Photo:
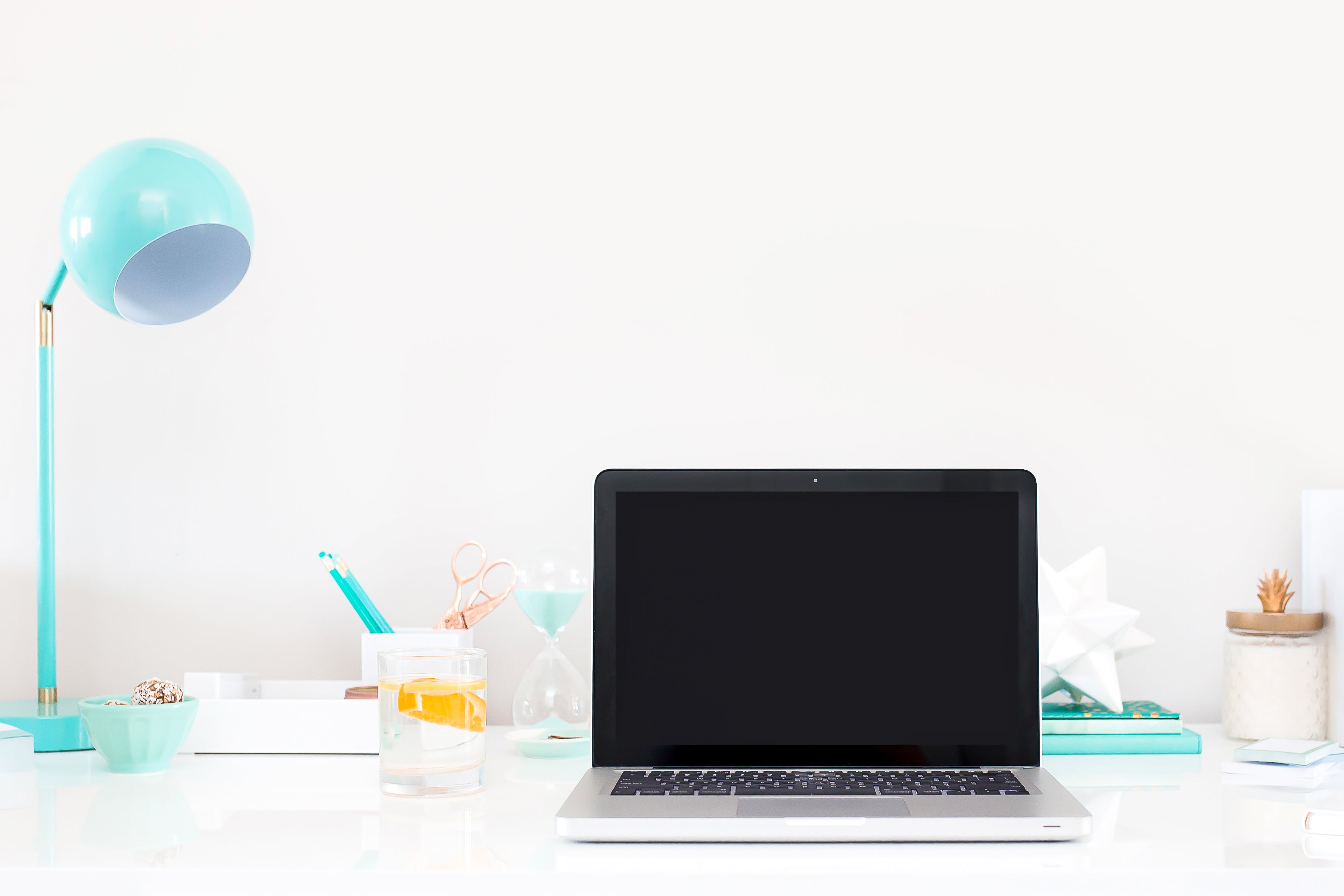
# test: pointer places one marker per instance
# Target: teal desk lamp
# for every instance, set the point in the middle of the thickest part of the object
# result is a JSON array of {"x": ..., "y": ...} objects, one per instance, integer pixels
[{"x": 156, "y": 233}]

*****

Rewrite the entries above, changing every "instance" to "item" and leaving everything else as it is. Don't include the pictures.

» Written reply:
Photo:
# test: pointer places one marker per item
# Target: teal desk lamp
# for every item, set the point in the middle of the thickest part of the object
# result is a JSON array of {"x": ..., "y": ...} objects, one per item, integer pixels
[{"x": 156, "y": 233}]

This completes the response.